*** Opening of SUPPLIED DATA ***
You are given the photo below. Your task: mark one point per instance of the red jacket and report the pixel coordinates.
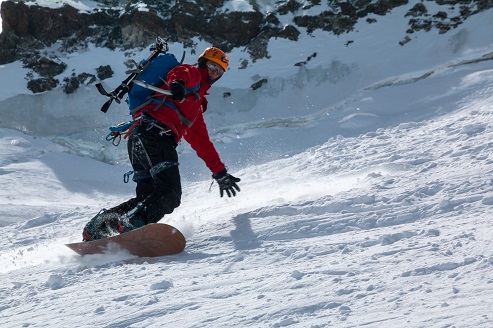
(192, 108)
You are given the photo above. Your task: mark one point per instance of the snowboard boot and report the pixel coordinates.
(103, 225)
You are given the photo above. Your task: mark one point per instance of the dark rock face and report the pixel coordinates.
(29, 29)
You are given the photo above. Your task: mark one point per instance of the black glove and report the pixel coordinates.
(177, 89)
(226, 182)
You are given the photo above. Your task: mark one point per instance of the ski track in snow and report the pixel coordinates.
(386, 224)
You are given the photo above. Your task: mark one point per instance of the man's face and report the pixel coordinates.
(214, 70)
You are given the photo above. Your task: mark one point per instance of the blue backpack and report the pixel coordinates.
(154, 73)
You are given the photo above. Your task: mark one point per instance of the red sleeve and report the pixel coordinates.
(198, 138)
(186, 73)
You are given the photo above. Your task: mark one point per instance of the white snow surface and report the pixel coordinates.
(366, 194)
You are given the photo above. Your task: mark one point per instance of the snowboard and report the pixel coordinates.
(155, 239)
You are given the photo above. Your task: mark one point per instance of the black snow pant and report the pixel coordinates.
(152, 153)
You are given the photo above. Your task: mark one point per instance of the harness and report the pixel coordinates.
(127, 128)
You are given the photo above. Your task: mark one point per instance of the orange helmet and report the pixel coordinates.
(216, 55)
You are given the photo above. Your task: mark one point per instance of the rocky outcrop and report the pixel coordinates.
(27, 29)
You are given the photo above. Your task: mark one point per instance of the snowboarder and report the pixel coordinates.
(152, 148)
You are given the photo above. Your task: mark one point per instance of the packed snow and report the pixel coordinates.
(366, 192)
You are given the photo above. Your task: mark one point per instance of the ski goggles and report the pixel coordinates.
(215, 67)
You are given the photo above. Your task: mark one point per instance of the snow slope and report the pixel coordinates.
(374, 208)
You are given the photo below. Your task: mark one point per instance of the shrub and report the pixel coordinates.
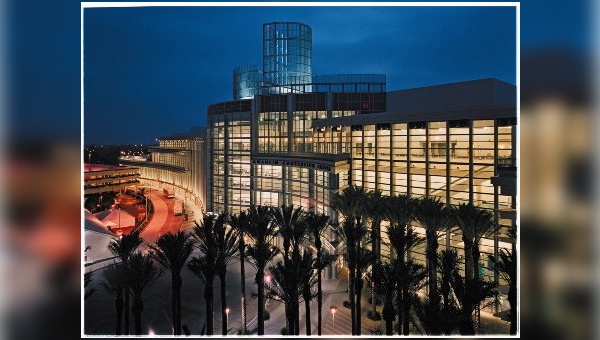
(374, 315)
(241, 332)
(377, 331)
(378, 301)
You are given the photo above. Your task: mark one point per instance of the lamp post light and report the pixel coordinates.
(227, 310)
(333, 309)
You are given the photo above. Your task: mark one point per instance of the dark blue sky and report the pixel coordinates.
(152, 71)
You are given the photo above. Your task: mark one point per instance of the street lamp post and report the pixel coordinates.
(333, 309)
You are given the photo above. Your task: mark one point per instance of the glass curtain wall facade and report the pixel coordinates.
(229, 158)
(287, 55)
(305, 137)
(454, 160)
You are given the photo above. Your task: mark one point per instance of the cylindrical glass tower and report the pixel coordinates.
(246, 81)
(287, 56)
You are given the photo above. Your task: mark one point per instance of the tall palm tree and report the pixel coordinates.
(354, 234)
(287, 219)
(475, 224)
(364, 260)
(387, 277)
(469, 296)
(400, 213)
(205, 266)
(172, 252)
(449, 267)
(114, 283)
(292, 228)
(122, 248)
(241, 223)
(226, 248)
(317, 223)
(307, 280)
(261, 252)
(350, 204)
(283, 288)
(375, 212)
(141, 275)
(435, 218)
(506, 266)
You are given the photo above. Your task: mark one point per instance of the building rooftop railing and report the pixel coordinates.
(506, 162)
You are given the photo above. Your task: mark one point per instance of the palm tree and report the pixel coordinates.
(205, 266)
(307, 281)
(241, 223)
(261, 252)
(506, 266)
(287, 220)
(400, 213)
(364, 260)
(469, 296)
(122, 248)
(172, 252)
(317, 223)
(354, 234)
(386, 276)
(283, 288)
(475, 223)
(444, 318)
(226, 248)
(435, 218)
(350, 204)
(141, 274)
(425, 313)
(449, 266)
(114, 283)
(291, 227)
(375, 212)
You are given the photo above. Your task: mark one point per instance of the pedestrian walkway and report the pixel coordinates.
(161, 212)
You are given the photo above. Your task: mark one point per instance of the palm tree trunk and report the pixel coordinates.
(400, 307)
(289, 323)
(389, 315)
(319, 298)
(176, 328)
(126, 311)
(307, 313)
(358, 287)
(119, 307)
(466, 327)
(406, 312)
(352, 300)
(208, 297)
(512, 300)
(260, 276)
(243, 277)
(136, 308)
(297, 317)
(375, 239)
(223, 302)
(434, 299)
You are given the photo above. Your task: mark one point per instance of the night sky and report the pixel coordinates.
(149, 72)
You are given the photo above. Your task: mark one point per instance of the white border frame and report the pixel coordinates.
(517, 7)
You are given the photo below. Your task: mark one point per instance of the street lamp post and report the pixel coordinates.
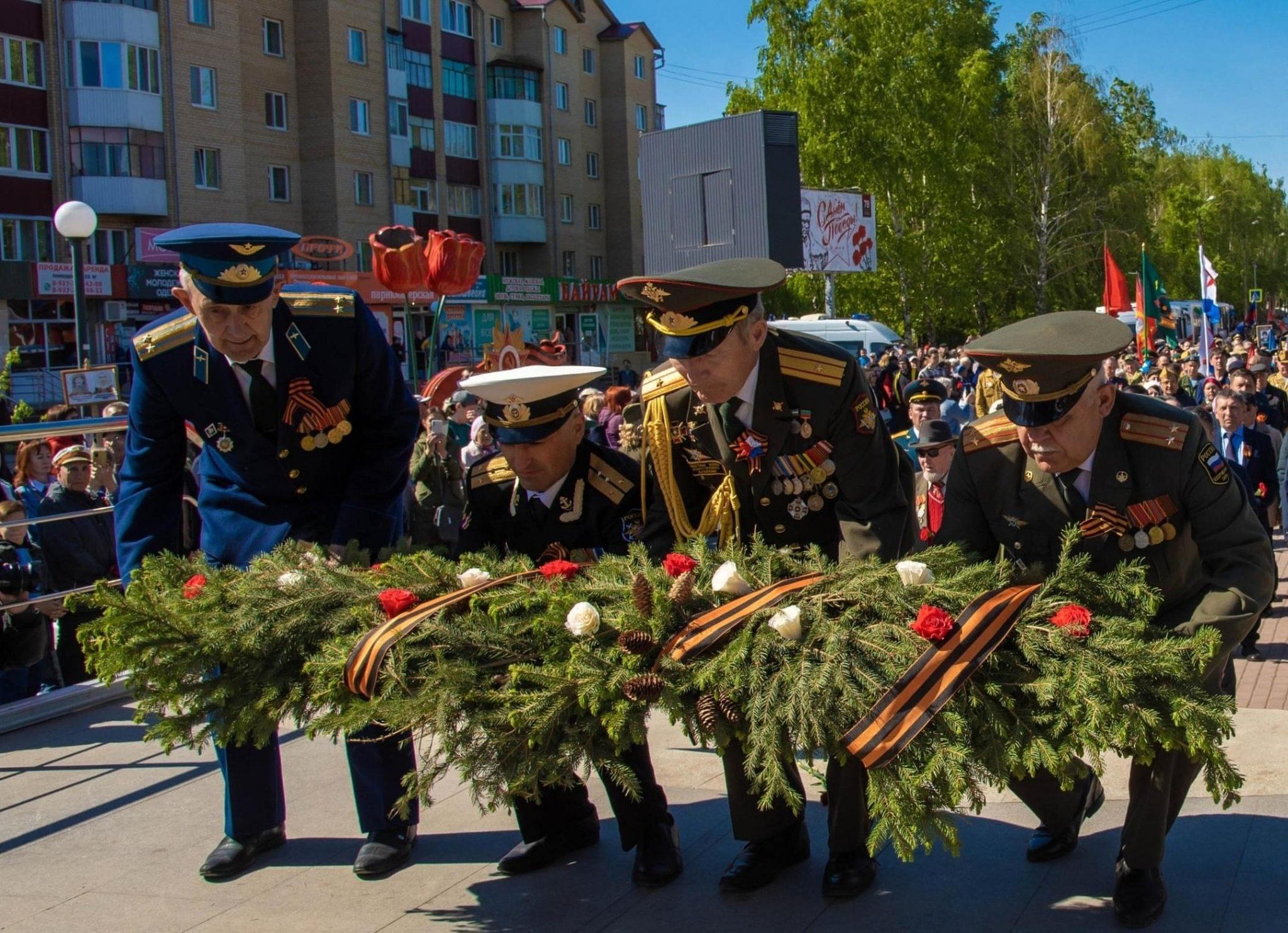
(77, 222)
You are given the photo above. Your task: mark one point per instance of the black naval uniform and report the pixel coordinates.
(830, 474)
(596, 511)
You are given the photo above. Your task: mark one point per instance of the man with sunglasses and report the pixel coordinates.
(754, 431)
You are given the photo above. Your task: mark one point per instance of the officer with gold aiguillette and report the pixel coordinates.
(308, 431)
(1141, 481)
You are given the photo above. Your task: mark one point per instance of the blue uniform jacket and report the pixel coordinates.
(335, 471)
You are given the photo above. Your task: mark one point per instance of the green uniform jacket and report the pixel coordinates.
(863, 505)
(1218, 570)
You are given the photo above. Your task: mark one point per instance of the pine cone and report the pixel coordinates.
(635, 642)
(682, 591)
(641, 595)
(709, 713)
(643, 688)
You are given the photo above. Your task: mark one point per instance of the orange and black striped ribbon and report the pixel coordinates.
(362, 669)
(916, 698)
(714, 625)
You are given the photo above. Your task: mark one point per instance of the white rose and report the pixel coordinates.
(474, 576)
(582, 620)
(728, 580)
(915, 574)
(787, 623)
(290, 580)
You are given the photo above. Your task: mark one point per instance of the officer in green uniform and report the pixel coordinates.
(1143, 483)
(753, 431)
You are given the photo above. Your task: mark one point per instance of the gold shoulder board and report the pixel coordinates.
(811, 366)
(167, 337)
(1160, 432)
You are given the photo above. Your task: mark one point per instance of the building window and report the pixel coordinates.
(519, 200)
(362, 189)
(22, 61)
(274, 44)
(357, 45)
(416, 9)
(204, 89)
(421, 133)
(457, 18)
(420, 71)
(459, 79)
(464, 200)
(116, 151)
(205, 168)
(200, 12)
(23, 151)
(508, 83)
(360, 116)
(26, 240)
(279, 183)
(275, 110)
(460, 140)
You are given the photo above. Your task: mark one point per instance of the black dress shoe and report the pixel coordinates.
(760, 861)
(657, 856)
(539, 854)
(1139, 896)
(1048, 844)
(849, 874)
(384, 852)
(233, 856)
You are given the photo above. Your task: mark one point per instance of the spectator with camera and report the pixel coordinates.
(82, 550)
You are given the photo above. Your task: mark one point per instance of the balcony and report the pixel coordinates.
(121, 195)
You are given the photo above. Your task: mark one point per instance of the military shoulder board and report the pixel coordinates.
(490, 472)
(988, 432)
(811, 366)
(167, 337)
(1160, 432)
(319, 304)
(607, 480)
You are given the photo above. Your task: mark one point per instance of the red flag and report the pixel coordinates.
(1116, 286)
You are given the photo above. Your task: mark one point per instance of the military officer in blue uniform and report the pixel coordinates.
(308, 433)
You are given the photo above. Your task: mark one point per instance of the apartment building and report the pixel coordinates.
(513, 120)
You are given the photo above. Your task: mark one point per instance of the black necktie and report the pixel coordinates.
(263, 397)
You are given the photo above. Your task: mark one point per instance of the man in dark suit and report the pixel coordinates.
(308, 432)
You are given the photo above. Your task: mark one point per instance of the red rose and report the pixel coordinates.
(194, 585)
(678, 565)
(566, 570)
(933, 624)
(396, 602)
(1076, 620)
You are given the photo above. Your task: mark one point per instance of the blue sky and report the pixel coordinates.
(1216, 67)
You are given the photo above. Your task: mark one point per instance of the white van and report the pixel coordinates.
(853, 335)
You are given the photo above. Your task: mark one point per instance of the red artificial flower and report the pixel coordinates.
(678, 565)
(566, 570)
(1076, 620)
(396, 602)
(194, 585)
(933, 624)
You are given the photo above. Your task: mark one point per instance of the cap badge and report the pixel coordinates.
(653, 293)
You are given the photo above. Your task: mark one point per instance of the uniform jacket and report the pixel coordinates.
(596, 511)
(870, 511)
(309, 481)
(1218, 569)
*** Close of SUPPLIED DATA ***
* [WORK INSTRUCTION] The lines to return run from the one containing "suit and report the pixel coordinates." through the last line of the records above. Give them exactly and include nothing more.

* [ANSWER SECTION]
You are given the photo above. Your task: mark one point per instance of the man in dark suit and report the pixel coordinates.
(308, 432)
You are given the photo above. Your task: mark one point per instance of the red rose and report the pixel coordinates.
(194, 585)
(678, 565)
(566, 570)
(933, 624)
(396, 602)
(1076, 620)
You are given the photo above. Your task: mark one point per instance of the blue sky and report the pixel coordinates.
(1216, 67)
You are given the photo above. Your task: mark one point per instance of the white van and report the pixel coordinates.
(853, 335)
You are given the photo above. Your task: mark one point per instance of the red artificial flower and report the pixel coordinates.
(678, 565)
(566, 570)
(1076, 620)
(396, 602)
(194, 585)
(933, 624)
You are given the photo above. Your task: mark one point per instance of the cap badge and report the pixel coordinates.
(653, 293)
You are given the photo above. Your task: mark one point per instance of the uniform jacket and report the pixel coordinates.
(596, 511)
(870, 511)
(309, 481)
(1218, 569)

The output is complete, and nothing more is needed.